# Task objective
How many of the lines below contain the string "pane"? Case matters, and the reply should be the number alone.

# Supplied records
^^^^^^^^^^^^^^^^

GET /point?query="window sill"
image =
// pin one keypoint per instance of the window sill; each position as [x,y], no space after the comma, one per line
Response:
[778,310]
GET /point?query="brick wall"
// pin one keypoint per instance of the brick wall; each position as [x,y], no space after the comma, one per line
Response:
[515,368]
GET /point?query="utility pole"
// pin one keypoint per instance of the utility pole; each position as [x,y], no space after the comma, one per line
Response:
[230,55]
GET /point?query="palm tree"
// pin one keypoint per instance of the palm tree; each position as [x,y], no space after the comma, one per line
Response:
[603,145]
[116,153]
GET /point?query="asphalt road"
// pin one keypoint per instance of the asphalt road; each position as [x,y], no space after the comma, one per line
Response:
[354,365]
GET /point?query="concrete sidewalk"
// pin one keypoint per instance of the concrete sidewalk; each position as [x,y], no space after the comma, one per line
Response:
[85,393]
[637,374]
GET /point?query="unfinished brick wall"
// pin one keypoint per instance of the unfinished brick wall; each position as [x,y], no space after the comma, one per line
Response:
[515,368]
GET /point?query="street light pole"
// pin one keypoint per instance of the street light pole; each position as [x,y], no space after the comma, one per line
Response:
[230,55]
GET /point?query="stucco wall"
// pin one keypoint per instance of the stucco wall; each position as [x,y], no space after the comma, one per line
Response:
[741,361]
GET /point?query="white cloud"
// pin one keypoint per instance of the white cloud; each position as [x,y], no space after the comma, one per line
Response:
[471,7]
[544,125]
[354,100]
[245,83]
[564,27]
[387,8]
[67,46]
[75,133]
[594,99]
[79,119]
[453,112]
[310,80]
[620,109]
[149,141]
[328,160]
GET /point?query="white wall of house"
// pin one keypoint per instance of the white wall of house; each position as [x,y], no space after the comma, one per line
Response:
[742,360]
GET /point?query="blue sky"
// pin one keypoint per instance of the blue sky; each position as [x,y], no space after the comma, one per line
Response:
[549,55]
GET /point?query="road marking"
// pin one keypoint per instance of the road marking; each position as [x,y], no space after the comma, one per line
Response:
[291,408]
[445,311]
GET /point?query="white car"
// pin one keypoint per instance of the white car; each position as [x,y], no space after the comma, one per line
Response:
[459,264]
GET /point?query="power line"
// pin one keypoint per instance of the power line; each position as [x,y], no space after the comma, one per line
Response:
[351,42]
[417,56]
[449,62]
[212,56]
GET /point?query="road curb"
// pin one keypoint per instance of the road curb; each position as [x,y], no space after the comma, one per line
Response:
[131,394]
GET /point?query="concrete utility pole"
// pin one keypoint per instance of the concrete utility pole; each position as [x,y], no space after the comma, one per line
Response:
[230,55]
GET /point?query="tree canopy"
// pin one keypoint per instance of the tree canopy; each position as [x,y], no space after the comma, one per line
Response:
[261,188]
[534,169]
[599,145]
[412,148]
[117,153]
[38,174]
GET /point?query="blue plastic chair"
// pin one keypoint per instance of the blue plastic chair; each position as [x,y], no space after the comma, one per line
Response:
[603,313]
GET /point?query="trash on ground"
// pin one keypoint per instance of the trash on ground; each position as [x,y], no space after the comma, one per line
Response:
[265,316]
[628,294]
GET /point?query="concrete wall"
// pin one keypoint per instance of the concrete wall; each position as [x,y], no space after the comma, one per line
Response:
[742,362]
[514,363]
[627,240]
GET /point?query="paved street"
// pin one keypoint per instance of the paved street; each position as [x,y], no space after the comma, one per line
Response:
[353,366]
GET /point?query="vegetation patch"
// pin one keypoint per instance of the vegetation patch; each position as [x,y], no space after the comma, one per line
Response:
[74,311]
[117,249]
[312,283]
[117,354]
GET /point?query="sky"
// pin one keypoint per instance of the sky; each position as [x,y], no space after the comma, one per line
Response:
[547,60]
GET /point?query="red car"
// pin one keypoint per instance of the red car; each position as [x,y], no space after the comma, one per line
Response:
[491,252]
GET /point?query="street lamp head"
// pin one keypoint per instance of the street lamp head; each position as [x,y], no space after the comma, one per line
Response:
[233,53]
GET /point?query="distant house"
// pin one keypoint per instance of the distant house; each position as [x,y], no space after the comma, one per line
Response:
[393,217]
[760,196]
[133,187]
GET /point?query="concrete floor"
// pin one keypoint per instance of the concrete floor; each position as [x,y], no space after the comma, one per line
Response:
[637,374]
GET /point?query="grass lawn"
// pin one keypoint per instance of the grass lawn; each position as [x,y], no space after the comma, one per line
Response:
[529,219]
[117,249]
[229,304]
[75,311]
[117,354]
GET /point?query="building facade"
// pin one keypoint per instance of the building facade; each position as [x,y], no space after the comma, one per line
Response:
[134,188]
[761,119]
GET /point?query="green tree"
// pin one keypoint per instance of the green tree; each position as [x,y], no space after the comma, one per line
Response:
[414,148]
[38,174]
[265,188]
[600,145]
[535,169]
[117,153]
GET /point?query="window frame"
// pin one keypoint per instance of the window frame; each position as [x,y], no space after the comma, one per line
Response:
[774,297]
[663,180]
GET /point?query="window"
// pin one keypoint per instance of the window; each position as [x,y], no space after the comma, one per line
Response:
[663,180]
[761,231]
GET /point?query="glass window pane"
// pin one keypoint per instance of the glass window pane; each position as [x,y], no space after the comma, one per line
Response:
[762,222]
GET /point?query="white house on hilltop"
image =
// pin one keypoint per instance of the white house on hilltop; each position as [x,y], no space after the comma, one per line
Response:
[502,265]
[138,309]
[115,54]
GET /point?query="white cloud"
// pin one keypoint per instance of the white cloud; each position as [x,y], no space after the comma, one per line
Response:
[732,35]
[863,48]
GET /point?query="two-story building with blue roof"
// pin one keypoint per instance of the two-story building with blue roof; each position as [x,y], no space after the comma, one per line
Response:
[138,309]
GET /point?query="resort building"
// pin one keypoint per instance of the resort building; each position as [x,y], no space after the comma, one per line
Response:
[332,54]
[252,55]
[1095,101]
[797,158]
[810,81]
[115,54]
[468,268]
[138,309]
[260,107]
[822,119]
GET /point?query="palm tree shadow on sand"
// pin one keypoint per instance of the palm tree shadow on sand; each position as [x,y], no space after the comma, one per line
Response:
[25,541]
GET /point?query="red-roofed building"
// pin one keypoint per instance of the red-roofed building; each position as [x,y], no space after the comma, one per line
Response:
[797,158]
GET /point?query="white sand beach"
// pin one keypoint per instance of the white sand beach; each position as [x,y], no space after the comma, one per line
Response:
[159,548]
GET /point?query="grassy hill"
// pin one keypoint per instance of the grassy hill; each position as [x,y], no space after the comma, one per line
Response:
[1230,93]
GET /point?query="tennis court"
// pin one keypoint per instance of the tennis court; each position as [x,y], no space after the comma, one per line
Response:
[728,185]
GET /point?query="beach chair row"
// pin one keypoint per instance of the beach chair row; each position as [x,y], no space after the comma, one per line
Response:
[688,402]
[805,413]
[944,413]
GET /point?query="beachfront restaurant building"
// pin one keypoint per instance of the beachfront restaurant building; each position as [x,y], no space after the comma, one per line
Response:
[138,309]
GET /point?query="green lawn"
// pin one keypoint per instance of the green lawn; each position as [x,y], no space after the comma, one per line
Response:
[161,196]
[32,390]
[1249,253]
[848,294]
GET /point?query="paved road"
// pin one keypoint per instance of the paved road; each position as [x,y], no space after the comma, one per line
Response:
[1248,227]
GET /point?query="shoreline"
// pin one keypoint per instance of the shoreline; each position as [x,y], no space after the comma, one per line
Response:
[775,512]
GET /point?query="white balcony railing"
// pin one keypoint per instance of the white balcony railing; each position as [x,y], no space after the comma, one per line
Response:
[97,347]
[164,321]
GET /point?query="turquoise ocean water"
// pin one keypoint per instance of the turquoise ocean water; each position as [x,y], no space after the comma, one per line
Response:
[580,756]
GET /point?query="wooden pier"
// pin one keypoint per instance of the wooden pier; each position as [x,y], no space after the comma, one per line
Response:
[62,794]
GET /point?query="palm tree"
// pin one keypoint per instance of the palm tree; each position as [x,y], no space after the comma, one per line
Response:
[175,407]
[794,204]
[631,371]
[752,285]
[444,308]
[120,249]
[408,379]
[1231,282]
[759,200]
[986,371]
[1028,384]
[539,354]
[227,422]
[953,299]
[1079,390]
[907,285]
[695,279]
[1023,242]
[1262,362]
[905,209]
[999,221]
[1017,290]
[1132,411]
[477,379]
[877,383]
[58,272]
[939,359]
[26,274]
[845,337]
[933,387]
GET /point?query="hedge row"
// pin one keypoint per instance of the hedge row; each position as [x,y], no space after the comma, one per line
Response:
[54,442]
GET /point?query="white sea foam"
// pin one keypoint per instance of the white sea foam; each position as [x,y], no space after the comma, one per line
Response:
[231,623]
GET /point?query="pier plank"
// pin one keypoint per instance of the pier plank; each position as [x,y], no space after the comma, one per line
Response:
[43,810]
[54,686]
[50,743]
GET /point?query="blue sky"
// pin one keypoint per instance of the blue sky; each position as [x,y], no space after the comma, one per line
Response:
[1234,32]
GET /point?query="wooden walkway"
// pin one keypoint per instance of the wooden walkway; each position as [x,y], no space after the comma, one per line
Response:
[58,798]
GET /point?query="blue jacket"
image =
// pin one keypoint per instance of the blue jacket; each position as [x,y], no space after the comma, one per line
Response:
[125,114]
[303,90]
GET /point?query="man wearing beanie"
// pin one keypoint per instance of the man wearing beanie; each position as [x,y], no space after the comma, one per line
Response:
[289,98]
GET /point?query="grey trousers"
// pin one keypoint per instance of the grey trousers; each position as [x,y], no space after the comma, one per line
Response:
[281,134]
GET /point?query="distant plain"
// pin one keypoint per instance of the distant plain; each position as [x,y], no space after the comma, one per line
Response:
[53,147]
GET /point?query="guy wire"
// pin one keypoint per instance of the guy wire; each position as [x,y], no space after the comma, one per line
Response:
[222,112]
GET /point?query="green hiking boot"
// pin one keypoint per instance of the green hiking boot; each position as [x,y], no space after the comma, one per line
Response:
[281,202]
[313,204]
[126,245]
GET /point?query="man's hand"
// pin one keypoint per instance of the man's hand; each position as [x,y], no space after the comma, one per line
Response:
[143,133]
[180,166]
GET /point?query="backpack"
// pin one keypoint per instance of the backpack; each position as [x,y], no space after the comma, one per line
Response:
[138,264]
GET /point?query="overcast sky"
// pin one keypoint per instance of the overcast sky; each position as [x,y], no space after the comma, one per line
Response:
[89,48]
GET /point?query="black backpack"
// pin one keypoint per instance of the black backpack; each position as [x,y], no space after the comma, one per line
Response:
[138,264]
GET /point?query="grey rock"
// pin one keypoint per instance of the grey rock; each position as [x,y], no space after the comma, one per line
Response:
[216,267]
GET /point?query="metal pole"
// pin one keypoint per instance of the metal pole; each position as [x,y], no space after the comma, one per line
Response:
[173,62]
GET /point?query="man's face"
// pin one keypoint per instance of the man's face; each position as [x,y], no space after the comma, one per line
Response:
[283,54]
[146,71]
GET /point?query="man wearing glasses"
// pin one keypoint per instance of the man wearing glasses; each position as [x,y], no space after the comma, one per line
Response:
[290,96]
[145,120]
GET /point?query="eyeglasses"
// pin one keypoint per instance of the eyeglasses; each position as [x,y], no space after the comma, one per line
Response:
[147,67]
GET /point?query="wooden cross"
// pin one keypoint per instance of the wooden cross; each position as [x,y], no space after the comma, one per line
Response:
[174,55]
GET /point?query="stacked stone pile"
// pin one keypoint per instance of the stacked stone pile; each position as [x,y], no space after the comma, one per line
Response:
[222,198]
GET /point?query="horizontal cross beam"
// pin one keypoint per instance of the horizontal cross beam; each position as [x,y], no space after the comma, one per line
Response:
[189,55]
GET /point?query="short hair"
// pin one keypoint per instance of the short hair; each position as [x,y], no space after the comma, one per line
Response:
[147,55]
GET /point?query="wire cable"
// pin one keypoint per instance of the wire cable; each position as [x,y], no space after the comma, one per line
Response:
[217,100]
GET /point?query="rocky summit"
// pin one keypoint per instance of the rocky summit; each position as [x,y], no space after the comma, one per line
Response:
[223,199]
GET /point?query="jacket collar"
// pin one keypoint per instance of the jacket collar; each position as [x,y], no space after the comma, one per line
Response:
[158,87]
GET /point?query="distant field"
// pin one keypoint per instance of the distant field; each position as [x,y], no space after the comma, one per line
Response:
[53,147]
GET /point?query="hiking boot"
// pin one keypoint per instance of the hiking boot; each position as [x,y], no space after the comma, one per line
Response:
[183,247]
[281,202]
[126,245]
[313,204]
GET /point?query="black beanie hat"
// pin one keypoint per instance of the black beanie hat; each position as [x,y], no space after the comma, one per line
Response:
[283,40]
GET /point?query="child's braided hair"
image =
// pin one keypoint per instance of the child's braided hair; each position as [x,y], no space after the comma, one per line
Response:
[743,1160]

^^^^^^^^^^^^^^^^

# Exercise solution
2